— START —

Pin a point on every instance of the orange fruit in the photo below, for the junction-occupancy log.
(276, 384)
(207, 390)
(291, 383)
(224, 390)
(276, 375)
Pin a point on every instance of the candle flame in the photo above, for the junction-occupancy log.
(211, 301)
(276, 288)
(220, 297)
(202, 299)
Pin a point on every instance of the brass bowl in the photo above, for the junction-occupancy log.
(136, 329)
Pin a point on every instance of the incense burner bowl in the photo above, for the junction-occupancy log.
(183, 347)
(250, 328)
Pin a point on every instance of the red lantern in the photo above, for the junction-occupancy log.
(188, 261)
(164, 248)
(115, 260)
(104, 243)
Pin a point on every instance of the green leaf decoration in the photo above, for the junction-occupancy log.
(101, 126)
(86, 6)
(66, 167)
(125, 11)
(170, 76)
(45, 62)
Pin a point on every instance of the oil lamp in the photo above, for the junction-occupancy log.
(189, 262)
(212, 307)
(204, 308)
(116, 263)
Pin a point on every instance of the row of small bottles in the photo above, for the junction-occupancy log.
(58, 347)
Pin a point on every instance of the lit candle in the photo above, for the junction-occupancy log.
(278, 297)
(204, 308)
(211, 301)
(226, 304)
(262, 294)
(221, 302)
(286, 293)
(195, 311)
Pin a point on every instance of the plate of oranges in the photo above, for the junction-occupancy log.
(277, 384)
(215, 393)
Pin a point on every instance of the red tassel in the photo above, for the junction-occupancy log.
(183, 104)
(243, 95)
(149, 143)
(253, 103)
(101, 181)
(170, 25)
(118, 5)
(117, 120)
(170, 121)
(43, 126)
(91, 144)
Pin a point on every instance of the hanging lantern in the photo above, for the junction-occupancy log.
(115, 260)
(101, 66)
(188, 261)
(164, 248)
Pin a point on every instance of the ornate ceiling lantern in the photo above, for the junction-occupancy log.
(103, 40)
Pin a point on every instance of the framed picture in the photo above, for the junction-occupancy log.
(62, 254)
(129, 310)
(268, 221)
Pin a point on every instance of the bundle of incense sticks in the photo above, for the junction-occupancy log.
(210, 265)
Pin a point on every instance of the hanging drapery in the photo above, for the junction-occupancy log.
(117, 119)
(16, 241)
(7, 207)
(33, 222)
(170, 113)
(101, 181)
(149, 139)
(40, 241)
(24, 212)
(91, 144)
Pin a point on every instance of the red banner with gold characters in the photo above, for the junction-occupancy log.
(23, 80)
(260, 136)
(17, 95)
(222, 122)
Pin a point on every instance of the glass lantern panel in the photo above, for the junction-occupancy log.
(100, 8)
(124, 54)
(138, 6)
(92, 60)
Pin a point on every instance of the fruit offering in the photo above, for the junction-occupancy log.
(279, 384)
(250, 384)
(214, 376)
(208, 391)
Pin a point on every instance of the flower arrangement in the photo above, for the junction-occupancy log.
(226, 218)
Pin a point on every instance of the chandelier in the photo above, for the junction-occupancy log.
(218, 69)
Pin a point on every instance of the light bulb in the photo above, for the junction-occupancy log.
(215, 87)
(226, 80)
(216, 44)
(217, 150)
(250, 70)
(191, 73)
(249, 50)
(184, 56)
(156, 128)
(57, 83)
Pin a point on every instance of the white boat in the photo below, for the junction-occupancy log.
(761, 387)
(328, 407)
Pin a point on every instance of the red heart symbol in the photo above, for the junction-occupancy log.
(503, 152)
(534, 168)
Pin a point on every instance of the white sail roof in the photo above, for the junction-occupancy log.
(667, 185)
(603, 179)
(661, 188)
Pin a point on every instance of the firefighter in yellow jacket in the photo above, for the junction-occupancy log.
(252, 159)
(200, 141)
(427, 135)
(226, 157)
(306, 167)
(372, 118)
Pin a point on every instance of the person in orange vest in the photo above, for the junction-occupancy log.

— END —

Write out the full listing, keeping every line exactly as it is.

* **Exercise response**
Pin a point on every instance of the orange fruit in the photo below, for the junction-occupancy log.
(276, 384)
(207, 390)
(291, 383)
(224, 390)
(276, 375)
Pin a point on every instance of the candle flame in the photo above, for the junction-occupancy log.
(211, 301)
(276, 288)
(220, 297)
(202, 299)
Pin a point on every instance of the brass bowl in the photo above, for the junction-occupancy log.
(136, 329)
Pin a point on every instance of the incense burner bowl in the photo above, for the junction-occupancy log.
(183, 347)
(250, 328)
Pin a point on every instance of the red lantern in the photo above, for the junction-occupancy log.
(188, 261)
(164, 248)
(115, 260)
(104, 243)
Pin a point on every instance of the green leaf decoration in the photo above, for the junction-occupancy log.
(101, 126)
(86, 6)
(66, 167)
(125, 11)
(170, 76)
(45, 62)
Pin a point on every instance of the oil lamp in the photo above, for the junction-occupancy log.
(189, 262)
(212, 307)
(204, 308)
(116, 263)
Pin a point on every instance of the row of small bottles in the photo above, for the junction-occupancy log.
(58, 347)
Pin a point on every instance of the lit candle in the photo above, for the junction-occupancy log.
(278, 297)
(204, 308)
(211, 301)
(226, 304)
(262, 294)
(221, 302)
(286, 293)
(195, 311)
Pin a point on every instance of the plate of oranges in the photo above, for the junction-occupancy log.
(277, 384)
(215, 393)
Pin a point on every instance of the red tassel in the photo above, for the junction-occupancy log.
(183, 104)
(243, 95)
(149, 143)
(253, 103)
(101, 181)
(170, 25)
(118, 5)
(117, 120)
(170, 121)
(43, 126)
(91, 144)
Pin a point on every instance of the hanging lantern in the photo above, for the junction-occupancy log.
(115, 260)
(101, 66)
(188, 261)
(164, 248)
Pin a point on every instance of the ornate ceiling lantern in the photo above, for the junction-occupancy log.
(103, 40)
Pin a point on every instance of the framed picture in the photo above, for the junction-occupancy log.
(62, 254)
(129, 310)
(268, 221)
Pin a point on every instance of the bundle of incense sticks in the photo above, for the junction-occupancy log.
(210, 265)
Pin a point on every instance of the hanging drapery in the photo above, for the junction-occupancy log.
(117, 119)
(16, 241)
(7, 207)
(33, 222)
(170, 113)
(101, 181)
(149, 139)
(40, 241)
(24, 212)
(91, 144)
Pin a point on every instance of the red banner with gold characters in the photo above, for the junction-occupancy log.
(23, 80)
(260, 136)
(17, 95)
(222, 122)
Pin a point on every instance of the glass lantern panel in the photo above, for the junction-occupancy log.
(100, 8)
(124, 54)
(138, 6)
(92, 60)
Pin a point on every instance of the fruit offering in the photo above, for the junction-occupancy log.
(279, 384)
(250, 384)
(214, 376)
(208, 391)
Pin a point on every instance of the flower arrangement in the photo above, for the junction-occupancy log.
(226, 218)
Pin a point on every instance of the chandelier in the photo above, for the junction-occupancy log.
(218, 69)
Pin a point on every instance of the light bulb in the photo above, for the junction-occupancy log.
(215, 87)
(226, 80)
(216, 44)
(217, 150)
(250, 70)
(191, 73)
(249, 50)
(184, 56)
(156, 128)
(57, 83)
Pin a point on every instance of the white boat in the photo below, for the junction-occupancy log.
(761, 387)
(328, 407)
Pin a point on every instance of the red heart symbol in the photo above, for the junction-occupancy log.
(503, 152)
(534, 168)
Pin a point on every instance of the white sail roof in the photo above, for the junction-occupancy log.
(667, 185)
(603, 179)
(661, 188)
Pin a point on every instance of the firefighter in yellow jacket in the photo above, for the junction-occupancy log.
(252, 159)
(200, 141)
(427, 135)
(226, 157)
(306, 167)
(372, 118)
Pin a point on every instance of the person in orange vest in the photo above, for the junction-occupancy log.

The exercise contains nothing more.